Your tasks:
a. Reproduce the comment thread word for word, everything from "Tell me, do" down to "on another war.".
b. How many lines of the entries contain the string "below", with case counting? Reply with the number alone.
-------- Selected passage --------
Professor: With admirable hindsight, you write well.How nice!
Tell me, do you think it was all right for the Europeans and even Americans to carry the "white man's burden too" for the higher good of society and nations in the 20th century?
a book ive just read says we liked the reds once we saw them as a check and balance against germany. Sounds ok to me
At the end of the First World War, the last thing the victorious powers wanted was to embark on another war.
JA, what motivates individuals to support foreign mass murderers is the pursuit of either power or pride in their own countries. That is how a photo of Che Guevara becomes a radical chic fashion accessory in the USA and Europe. That explains the vogue for Mao Tse Tung (remember the Little Red Book?) among U.S. college students in the 1960's and American movie stars's fondness of Fidel Castro. It's hard to imagine Noam Chomsky's admiration for Pol Pot or Eric Hobsbawm's for Stalin had the two dictators slaughtered American and British college professors instead of their own helpless subjects.
What is truly extraordinary is the number of American and Europeans that supported - via word or deed - Stalin and the Bolsheviks in the 1930s through the demise of the USSR in 1989.
These individuals knew that Stalin and his successors were responsible for the deaths of millions of people and that they intended to spread their ideology of repression, tyranny and mass murder throughout the world.
Yet, those Americans and Europeans, most of whom were middle class to wealthy and very well educated, had absolutely no problems encouraging a world view that Stalin and his successors were a benevolent, peace loving lot.
What motivates individuals to support mass murderers? Why do they have no empathy for those who suffered and instead express the idea that "you have to crack a few eggs to make an omelet."
-------- Dataset content --------
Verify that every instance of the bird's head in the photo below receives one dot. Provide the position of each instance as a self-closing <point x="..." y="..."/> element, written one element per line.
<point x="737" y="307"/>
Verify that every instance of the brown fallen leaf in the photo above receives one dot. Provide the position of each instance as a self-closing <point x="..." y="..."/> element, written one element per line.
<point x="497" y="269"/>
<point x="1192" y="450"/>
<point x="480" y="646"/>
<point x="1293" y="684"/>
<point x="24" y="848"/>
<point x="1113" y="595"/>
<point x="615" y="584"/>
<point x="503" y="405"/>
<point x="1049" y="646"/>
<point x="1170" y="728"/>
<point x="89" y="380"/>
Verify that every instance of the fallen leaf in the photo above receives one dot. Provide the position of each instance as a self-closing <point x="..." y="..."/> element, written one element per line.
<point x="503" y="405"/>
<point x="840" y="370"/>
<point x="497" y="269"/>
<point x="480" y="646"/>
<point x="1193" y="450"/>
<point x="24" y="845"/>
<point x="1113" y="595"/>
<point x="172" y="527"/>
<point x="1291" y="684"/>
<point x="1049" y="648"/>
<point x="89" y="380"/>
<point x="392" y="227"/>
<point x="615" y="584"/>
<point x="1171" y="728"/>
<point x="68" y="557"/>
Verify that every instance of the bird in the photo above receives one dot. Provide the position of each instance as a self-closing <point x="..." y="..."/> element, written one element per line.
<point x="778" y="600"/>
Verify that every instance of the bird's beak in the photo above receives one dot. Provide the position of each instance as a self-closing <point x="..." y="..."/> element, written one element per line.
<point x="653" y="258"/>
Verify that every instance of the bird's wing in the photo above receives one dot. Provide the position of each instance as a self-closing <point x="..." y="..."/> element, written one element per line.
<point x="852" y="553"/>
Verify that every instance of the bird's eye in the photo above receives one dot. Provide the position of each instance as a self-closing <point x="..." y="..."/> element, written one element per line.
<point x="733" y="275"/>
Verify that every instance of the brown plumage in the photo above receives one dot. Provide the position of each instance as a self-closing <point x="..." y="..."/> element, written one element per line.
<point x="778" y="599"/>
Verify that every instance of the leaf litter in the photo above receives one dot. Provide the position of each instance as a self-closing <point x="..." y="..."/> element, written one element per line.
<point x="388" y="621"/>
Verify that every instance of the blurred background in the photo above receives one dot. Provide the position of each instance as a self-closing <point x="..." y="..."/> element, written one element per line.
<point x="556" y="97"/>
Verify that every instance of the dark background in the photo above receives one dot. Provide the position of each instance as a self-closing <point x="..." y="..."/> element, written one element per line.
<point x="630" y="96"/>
--------
-------- Dataset content --------
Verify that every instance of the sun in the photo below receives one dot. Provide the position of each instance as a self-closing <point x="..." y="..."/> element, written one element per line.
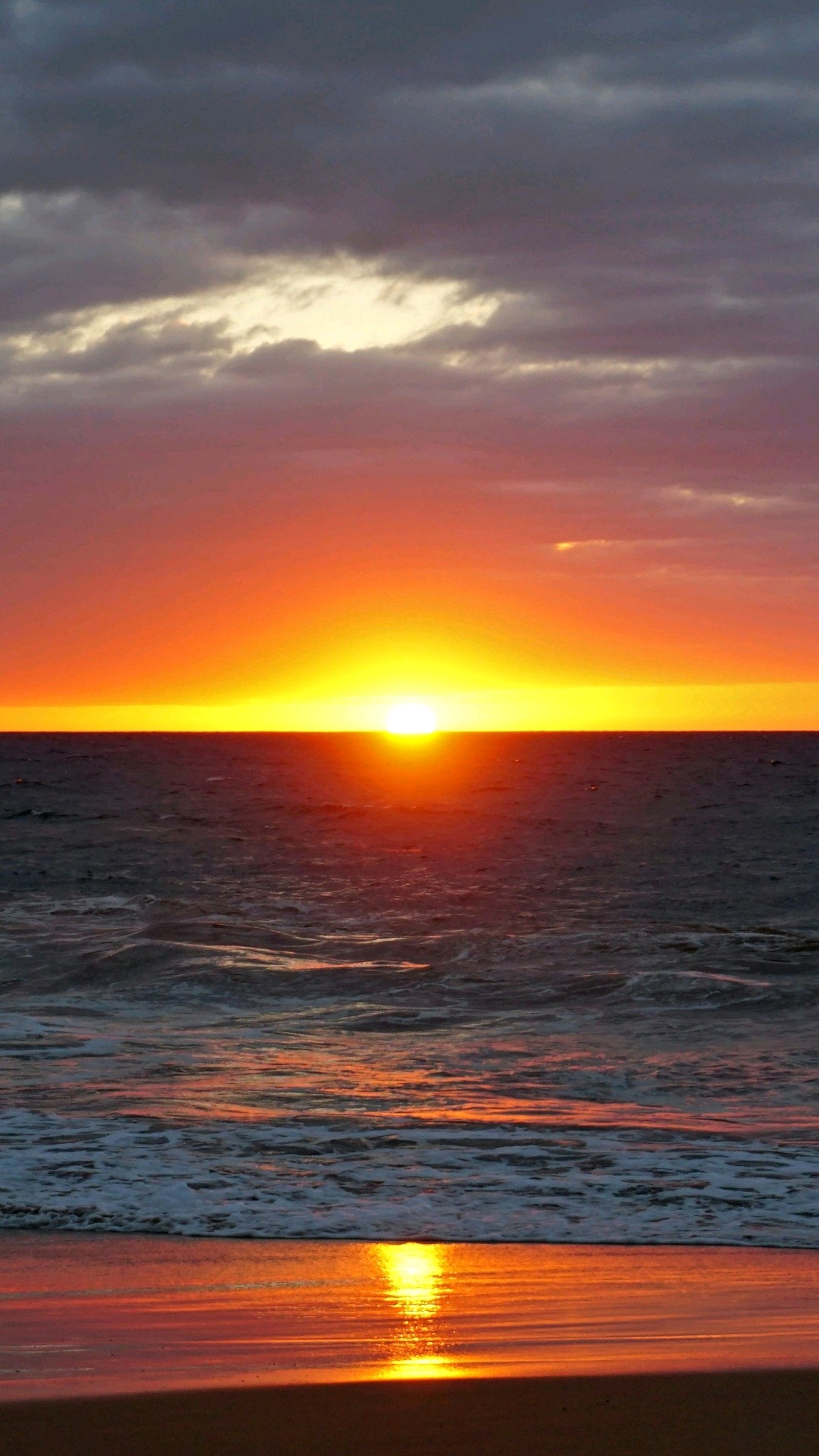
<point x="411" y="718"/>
--------
Answers for this exercise:
a.
Tell me, do you think it was all right for the Europeans and even Americans to carry the "white man's burden too" for the higher good of society and nations in the 20th century?
a book ive just read says we liked the reds once we saw them as a check and balance against germany. Sounds ok to me
At the end of the First World War, the last thing the victorious powers wanted was to embark on another war.

b. 2